--- Dataset content ---
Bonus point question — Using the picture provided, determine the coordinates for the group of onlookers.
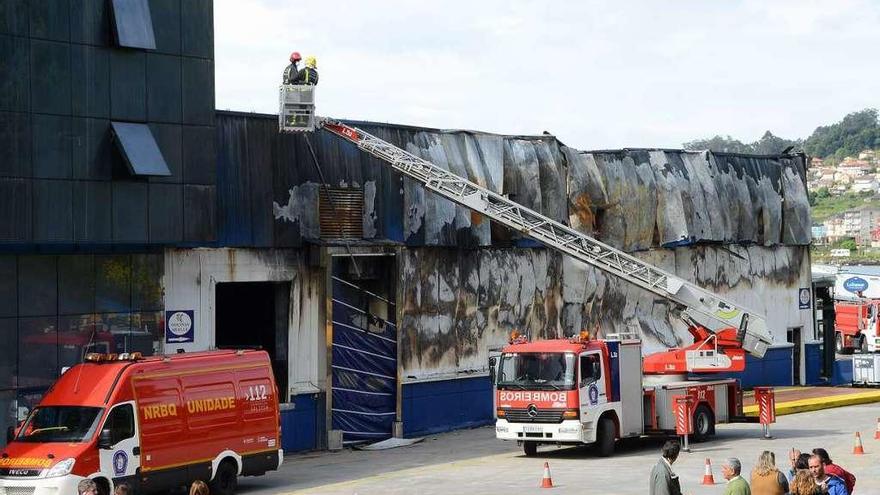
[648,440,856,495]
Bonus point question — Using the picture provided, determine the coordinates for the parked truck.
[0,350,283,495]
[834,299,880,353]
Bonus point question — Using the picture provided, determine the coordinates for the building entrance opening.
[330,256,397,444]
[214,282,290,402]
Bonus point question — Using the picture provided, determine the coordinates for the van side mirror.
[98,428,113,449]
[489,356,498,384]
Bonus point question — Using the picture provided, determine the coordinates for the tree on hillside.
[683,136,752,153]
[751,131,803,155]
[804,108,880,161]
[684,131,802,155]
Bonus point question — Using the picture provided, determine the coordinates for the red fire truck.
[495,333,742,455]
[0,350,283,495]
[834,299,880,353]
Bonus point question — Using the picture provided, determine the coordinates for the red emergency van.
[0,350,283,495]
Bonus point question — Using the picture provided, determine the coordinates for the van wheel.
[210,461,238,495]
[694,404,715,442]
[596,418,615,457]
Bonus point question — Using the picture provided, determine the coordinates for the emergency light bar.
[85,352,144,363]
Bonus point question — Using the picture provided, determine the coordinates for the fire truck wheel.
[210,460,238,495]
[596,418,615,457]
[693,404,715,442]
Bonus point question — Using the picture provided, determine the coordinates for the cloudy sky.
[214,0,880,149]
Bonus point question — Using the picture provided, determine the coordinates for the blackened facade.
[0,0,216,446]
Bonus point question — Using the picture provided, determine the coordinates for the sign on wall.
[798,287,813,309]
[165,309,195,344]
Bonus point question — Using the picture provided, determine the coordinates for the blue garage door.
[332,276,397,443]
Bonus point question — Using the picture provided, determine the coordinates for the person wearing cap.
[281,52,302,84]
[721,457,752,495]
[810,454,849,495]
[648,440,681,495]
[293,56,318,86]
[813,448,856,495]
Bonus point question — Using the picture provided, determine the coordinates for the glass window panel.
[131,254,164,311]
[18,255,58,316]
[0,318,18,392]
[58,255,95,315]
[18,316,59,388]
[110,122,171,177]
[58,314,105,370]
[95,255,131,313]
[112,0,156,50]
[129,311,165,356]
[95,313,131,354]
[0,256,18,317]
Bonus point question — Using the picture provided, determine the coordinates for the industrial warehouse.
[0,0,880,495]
---
# Set task:
Can you render all the entries above as a two-column CSV with the headers "prompt" and "coordinates", one row per request? Put the request's text and all of its answer boxes each in a single quoted field, turn any line breaks into spaces, and leave the pictures out.

# Reply to the task:
prompt,coordinates
"Bonus point question — Using the picture provided, determine the coordinates for the group of onlookers.","[648,440,856,495]"
"Bonus point question — Using the picture provided, determine the coordinates for the parked truck.","[0,350,283,495] [834,299,880,353]"
"Bonus point question — Using the picture provided, determine the coordinates for the building entrance opening.","[330,256,397,444] [214,282,290,402]"
"Bonus point question — Using the picture provided, determine the coordinates for the van side mirror.","[98,428,113,449] [489,356,498,384]"
"Bonus point question — Using the picture provided, determine the coordinates for the tree on hillside.","[683,136,752,153] [751,131,803,155] [804,108,880,161] [684,131,802,155]"
"Bonus point question — Using the picture provided, determine the coordinates for the red fire truck.","[495,333,742,455] [0,350,283,495] [834,299,880,353]"
"Bonus point question — Using the picture provided, determine the coordinates for the red emergency van.","[0,350,283,495]"
"Bonus point question — Using the picture provided, determine the coordinates for the van wheel.","[210,461,238,495] [694,404,715,442] [596,418,615,457]"
"Bonus point question — Using the picture provided, determine the coordinates for the emergency light bar.","[85,352,144,363]"
"Bonus point question — Using the picture provided, determine the coordinates for the fire truck wheel.","[210,460,238,495] [596,418,615,457] [693,404,715,442]"
"Bonus point question — Using the picture provided, determine the coordinates for the cloudy sky.","[214,0,880,149]"
"Bonus point question — Using the picture provided, determine the coordinates for the blackened facade.","[0,0,216,446]"
"Bonus point question — Using the picture provided, determine the coordinates for the sign on wall.","[798,287,813,309] [165,309,195,344]"
"Bonus point question — Using the picture provided, determine the coordinates for the blue garage door.","[332,276,397,443]"
"Bonus point question — Using the picture provided, determine the coordinates for the person wearing cap.","[281,52,302,84] [721,457,752,495] [810,454,849,495] [648,440,681,495] [293,56,318,86] [813,448,856,495]"
"Bonus point question — Using the picture provided, determine the coordinates for the glass window panel.","[131,254,164,311] [18,255,58,316] [0,318,18,392] [58,255,95,315] [18,316,59,388] [110,122,171,177] [58,314,105,370] [95,255,131,313] [112,0,156,50] [129,311,165,356] [95,313,131,354] [0,256,18,317]"
"Bonus point question — Using the picture provided, determine the coordinates for the industrial warehouse.","[0,0,880,495]"